▸ Texto de origem

■ ■ ■ ■

"Boa Arquitetura"
- Elis Stropa
- 23 de jul. de 2018
- 4 min de leitura

Em 2016 eu estava cursando o 3º ano de Arquitetura e Urbanismo e precisei fazer um trabalho para a matéria "Ética na arquitetura". Meu grupo ficou com o tema "As Jóias de Gehry" e deveríamos discutir o fato de o arquiteto Frank Gehry ter assinado o design de uma linha de jóias da famosa marca americana Tiffany. Ao me aprofundar no estudo sobre um arquiteto tão polêmico (não só pelas jóias, mas também pela arquitetura em si), acabei simpatizando com a figura daquele senhor tão divertido e apaixonado pelo seu trabalho. Gehry ganhou o Pritzker de 1989, mesmo assim, muitos nunca consideraram suas obras como "boa arquitetura". Aliás, entre diversas polêmicas que dividem a opinião dos arquitetos, a tal "boa arquitetura" é uma das mais antigas, apesar de nem sempre ter se apresentado com esse termo.

■ ■ ■ ■

▸ Tarefa a realizar
Por favor, escreva o trecho do texto sobre boa arquitetura que vai de "Em 2016 eu estava" até "com esse termo.", incluindo essas palavras.

▸ Dados fornecidos
■ ■ ■ ■

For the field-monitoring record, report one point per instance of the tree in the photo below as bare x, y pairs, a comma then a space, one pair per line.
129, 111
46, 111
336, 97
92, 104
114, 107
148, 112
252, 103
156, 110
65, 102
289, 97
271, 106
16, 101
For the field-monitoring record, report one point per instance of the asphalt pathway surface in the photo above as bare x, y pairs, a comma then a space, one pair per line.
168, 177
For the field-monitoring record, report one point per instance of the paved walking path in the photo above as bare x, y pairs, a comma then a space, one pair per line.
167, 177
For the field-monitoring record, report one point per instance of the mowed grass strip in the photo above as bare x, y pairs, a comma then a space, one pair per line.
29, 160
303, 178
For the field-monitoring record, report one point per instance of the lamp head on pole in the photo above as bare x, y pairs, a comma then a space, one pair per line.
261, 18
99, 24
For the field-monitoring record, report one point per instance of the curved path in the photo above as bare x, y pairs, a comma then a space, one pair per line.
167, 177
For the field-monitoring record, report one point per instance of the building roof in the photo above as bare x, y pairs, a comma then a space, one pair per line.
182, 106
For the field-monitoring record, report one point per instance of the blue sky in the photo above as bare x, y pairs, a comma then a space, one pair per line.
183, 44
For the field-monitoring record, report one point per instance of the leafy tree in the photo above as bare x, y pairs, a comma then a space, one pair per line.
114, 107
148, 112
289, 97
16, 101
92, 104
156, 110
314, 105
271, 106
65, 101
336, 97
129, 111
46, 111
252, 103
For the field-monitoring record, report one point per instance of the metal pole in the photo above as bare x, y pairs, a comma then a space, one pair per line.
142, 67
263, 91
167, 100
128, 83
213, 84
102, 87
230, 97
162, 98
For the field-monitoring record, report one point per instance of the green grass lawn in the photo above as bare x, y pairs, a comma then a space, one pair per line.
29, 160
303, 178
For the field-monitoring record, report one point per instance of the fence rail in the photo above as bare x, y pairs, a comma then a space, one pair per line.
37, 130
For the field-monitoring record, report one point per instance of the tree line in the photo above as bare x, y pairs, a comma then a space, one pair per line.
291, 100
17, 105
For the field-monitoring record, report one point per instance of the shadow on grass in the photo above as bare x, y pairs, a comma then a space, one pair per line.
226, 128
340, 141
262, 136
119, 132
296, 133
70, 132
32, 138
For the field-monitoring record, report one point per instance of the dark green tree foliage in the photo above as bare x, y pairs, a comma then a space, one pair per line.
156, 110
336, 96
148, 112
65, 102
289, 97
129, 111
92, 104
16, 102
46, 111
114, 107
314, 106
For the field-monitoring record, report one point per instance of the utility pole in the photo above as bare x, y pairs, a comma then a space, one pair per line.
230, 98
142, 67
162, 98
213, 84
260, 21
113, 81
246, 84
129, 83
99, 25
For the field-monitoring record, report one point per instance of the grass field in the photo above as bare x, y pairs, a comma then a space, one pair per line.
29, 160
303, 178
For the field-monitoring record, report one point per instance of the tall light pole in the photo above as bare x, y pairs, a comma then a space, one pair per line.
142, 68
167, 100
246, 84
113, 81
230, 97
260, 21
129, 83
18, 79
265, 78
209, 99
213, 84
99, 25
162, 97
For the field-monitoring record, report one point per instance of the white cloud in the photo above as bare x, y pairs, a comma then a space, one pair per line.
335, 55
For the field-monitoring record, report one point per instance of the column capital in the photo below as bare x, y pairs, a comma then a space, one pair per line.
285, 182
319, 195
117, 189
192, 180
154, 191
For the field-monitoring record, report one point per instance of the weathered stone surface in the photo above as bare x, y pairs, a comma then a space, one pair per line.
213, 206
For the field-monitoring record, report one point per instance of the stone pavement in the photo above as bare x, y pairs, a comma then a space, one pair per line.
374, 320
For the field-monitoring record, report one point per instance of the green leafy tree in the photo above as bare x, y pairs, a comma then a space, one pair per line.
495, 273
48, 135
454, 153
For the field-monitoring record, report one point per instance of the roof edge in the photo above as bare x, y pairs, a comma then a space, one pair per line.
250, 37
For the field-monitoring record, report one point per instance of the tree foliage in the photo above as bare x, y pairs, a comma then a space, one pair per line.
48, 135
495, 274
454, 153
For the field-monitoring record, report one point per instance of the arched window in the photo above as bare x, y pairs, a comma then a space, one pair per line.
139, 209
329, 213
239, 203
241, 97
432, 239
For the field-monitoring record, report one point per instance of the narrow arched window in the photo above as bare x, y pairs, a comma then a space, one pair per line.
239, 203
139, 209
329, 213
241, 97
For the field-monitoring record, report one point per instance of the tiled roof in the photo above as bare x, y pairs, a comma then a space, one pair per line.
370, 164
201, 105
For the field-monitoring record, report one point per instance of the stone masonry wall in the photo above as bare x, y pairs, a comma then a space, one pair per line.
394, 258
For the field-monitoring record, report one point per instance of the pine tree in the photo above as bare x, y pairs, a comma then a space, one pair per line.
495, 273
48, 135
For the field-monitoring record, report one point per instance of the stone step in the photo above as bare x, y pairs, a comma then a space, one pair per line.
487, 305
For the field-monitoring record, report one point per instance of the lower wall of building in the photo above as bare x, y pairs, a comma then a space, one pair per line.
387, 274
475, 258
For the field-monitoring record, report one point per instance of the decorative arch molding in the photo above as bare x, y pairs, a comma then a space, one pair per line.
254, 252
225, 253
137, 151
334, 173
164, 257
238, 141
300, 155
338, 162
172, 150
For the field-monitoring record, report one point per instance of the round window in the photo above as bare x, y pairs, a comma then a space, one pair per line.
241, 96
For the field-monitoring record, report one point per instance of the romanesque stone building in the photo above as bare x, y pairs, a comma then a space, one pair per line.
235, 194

■ ■ ■ ■

▸ Exercício resolvido
Em 2016 eu estava cursando o 3º ano de Arquitetura e Urbanismo e precisei fazer um trabalho para a matéria "Ética na arquitetura". Meu grupo ficou com o tema "As Jóias de Gehry" e deveríamos discutir o fato de o arquiteto Frank Gehry ter assinado o design de uma linha de jóias da famosa marca americana Tiffany. Ao me aprofundar no estudo sobre um arquiteto tão polêmico (não só pelas jóias, mas também pela arquitetura em si), acabei simpatizando com a figura daquele senhor tão divertido e apaixonado pelo seu trabalho. Gehry ganhou o Pritzker de 1989, mesmo assim, muitos nunca consideraram suas obras como "boa arquitetura". Aliás, entre diversas polêmicas que dividem a opinião dos arquitetos, a tal "boa arquitetura" é uma das mais antigas, apesar de nem sempre ter se apresentado com esse termo.